* _Exercise directions_: In the thread about saying "not related" in Finnish, edit the part from "# not related" up to and including "expressed in Finnish?" so that "newspapers" becomes "magazines".

— Start Passage shown —

# not related



## Extra Virgin Olive Oil

I sometimes see in english newspapers saying that someone is not related to someone who's mentioned in the same article when two people share the same surname. How can this expressed in Finnish? 

"Ei sukua"?


----------



## kirahvi

_Ei sukua_ is fine, especially if it's just as a side note in brackets or something. _Eivät ole sukua_ would be a complete sentence conveying the same message.


----------



## Gavril

kirahvi said:


> _Ei sukua_ is fine, especially if it's just as a side note in brackets or something. _Eivät ole sukua_ would be a complete sentence conveying the same message.



In English, we often use the phrase "no relation" in parentheses, in contexts such as this:

_When Urho Kekkonen arrived at Haukipudas airport, his luggage was carried by a young man named Viljo Kekkonen (no relation).


_Would this be translated into Finnish as _(ei sukua)_?


----------



## Extra Virgin Olive Oil

I wonder if there's some journalistic, or grammatical rules as to when and how such words are used? If there's the Finnish equivalent of "Chicago Manual of Style" I would love to find out about it.


----------



## kirahvi

Gavril said:


> In English, we often use the phrase "no relation" in parentheses, in contexts such as this:
> 
> _When Urho Kekkonen arrived at Haukipudas airport, his luggage was carried by a young man named Viljo Kekkonen (no relation).
> 
> 
> _Would this be translated into Finnish as _(ei sukua)_?



Yes, it's simply _(ei sukua)_.


----------

— End Passage shown —
— Start Stored data —

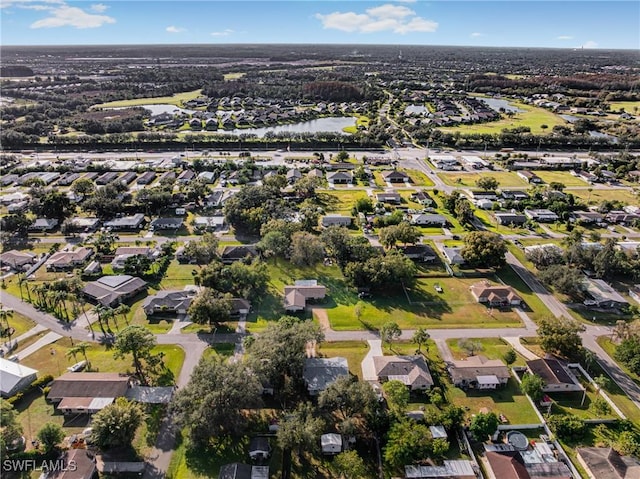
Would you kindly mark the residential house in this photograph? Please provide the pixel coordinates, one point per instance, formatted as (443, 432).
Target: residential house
(556, 376)
(14, 377)
(529, 177)
(508, 218)
(603, 295)
(208, 223)
(17, 260)
(453, 254)
(395, 176)
(428, 219)
(451, 469)
(320, 373)
(498, 295)
(43, 224)
(167, 301)
(389, 197)
(113, 290)
(331, 443)
(412, 371)
(336, 220)
(606, 463)
(87, 393)
(238, 253)
(541, 215)
(126, 223)
(423, 198)
(68, 259)
(419, 252)
(296, 296)
(166, 224)
(340, 178)
(478, 372)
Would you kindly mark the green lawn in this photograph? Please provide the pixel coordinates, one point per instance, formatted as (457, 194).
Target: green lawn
(177, 99)
(533, 117)
(353, 351)
(421, 306)
(492, 348)
(505, 178)
(597, 196)
(563, 177)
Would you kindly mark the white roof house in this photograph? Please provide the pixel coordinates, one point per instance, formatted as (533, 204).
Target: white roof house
(14, 377)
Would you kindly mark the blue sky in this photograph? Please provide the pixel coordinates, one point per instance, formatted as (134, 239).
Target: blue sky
(517, 23)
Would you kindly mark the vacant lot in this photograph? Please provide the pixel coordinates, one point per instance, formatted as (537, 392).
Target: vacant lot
(533, 117)
(505, 179)
(177, 100)
(563, 177)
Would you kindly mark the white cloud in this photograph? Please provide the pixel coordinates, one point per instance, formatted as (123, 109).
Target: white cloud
(99, 7)
(223, 33)
(66, 16)
(388, 17)
(174, 29)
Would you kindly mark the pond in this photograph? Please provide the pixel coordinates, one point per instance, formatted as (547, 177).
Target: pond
(413, 109)
(497, 103)
(332, 124)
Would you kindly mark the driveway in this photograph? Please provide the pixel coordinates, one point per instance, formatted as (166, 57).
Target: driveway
(368, 368)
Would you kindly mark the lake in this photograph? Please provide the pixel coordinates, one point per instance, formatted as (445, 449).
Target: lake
(497, 103)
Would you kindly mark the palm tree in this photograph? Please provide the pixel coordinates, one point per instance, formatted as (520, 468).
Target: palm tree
(123, 309)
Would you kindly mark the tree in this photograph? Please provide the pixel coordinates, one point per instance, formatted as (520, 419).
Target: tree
(533, 386)
(306, 249)
(10, 428)
(137, 341)
(407, 442)
(628, 353)
(348, 465)
(484, 425)
(561, 336)
(421, 338)
(202, 251)
(487, 183)
(469, 346)
(210, 306)
(50, 435)
(300, 429)
(484, 249)
(389, 332)
(214, 402)
(510, 357)
(115, 425)
(397, 396)
(349, 397)
(137, 265)
(279, 351)
(83, 186)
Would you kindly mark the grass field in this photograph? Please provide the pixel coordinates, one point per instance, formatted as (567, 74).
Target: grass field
(598, 195)
(563, 177)
(631, 107)
(533, 117)
(177, 100)
(492, 348)
(505, 179)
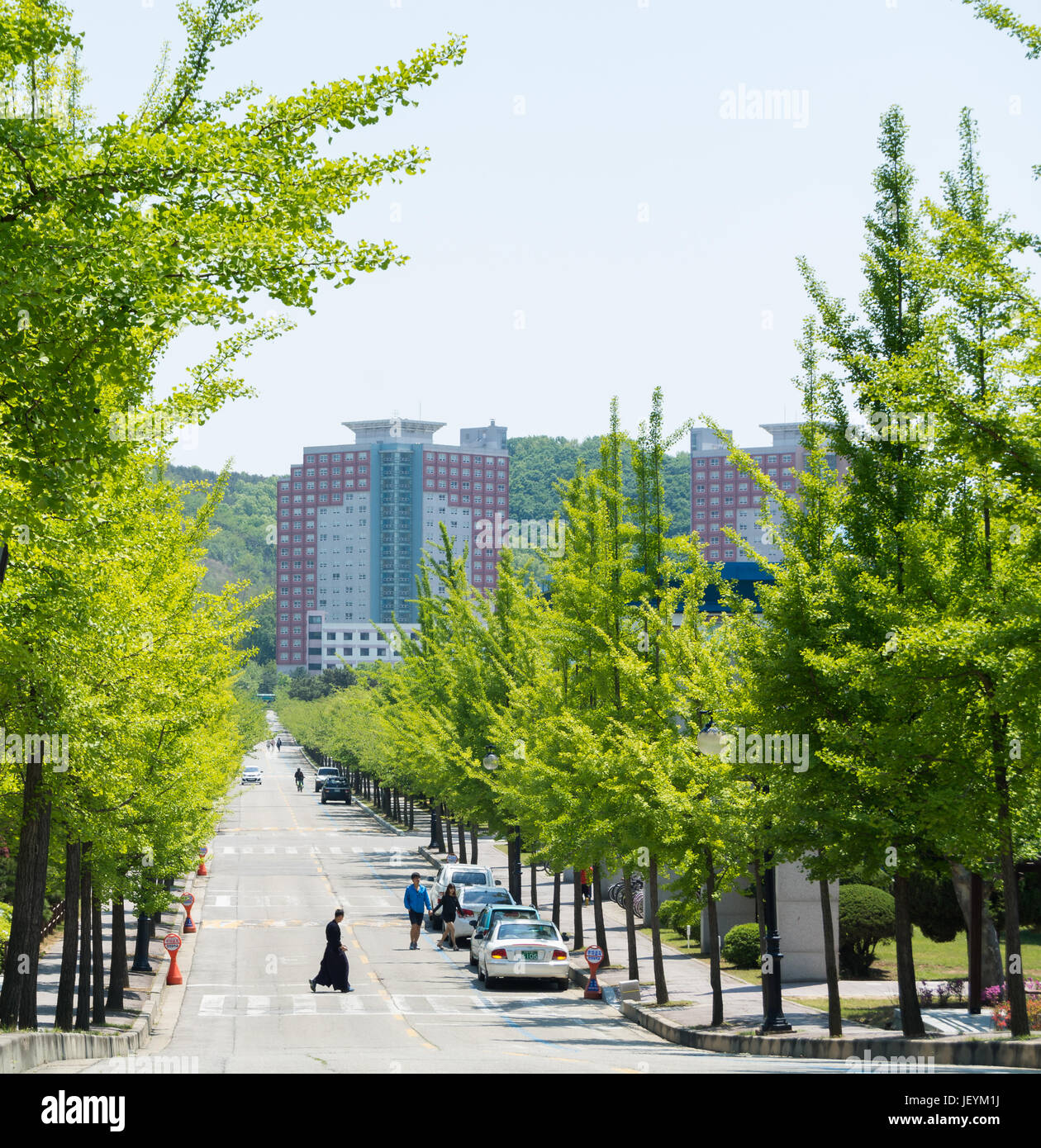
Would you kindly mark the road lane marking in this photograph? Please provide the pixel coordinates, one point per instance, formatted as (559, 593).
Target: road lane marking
(212, 1006)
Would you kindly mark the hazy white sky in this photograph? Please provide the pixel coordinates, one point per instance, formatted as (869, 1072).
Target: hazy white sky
(602, 212)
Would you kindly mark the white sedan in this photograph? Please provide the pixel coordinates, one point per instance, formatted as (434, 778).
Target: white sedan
(524, 950)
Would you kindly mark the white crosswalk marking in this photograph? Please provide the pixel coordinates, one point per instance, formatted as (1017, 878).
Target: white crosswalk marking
(212, 1006)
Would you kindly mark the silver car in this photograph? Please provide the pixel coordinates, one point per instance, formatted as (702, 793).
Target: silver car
(524, 951)
(490, 915)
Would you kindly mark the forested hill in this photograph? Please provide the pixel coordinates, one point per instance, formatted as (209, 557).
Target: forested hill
(243, 548)
(246, 517)
(538, 462)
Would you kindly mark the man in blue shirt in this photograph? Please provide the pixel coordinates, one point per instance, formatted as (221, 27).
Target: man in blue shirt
(415, 898)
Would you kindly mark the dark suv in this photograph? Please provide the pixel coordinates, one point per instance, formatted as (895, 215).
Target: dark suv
(335, 789)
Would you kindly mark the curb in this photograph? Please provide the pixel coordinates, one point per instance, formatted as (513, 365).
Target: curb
(23, 1051)
(956, 1051)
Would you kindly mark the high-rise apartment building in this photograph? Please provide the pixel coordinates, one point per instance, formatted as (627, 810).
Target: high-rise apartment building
(354, 520)
(720, 496)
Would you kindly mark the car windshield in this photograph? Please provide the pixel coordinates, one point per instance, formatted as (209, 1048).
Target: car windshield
(486, 897)
(470, 879)
(526, 932)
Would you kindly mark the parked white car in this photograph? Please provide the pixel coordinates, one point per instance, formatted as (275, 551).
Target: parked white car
(524, 951)
(473, 903)
(462, 876)
(490, 915)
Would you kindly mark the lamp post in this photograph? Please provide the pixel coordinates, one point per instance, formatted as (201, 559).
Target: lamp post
(775, 1020)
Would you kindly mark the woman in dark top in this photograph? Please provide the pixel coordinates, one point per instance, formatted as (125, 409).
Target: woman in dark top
(335, 969)
(449, 906)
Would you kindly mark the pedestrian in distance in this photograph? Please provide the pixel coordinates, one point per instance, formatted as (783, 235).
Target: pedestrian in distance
(449, 905)
(335, 968)
(415, 899)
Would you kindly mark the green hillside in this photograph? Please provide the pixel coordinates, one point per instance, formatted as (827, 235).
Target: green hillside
(244, 545)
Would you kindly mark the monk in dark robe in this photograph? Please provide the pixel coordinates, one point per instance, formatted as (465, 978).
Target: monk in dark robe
(335, 969)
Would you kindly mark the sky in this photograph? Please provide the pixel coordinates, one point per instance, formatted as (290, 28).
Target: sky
(607, 209)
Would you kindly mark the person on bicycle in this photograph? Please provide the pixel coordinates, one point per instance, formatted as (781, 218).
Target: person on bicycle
(449, 906)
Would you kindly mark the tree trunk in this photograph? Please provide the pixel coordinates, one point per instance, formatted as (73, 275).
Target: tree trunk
(97, 930)
(715, 980)
(630, 926)
(761, 920)
(17, 998)
(831, 965)
(83, 999)
(70, 939)
(118, 977)
(910, 1014)
(993, 970)
(650, 906)
(597, 914)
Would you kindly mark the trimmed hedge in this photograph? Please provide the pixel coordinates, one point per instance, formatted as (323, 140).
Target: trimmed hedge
(867, 915)
(741, 946)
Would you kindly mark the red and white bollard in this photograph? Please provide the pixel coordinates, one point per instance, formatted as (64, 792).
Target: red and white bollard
(594, 957)
(171, 942)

— End Stored data —

* _Answer to this exercise_:
# not related



## Extra Virgin Olive Oil

I sometimes see in english magazines saying that someone is not related to someone who's mentioned in the same article when two people share the same surname. How can this expressed in Finnish?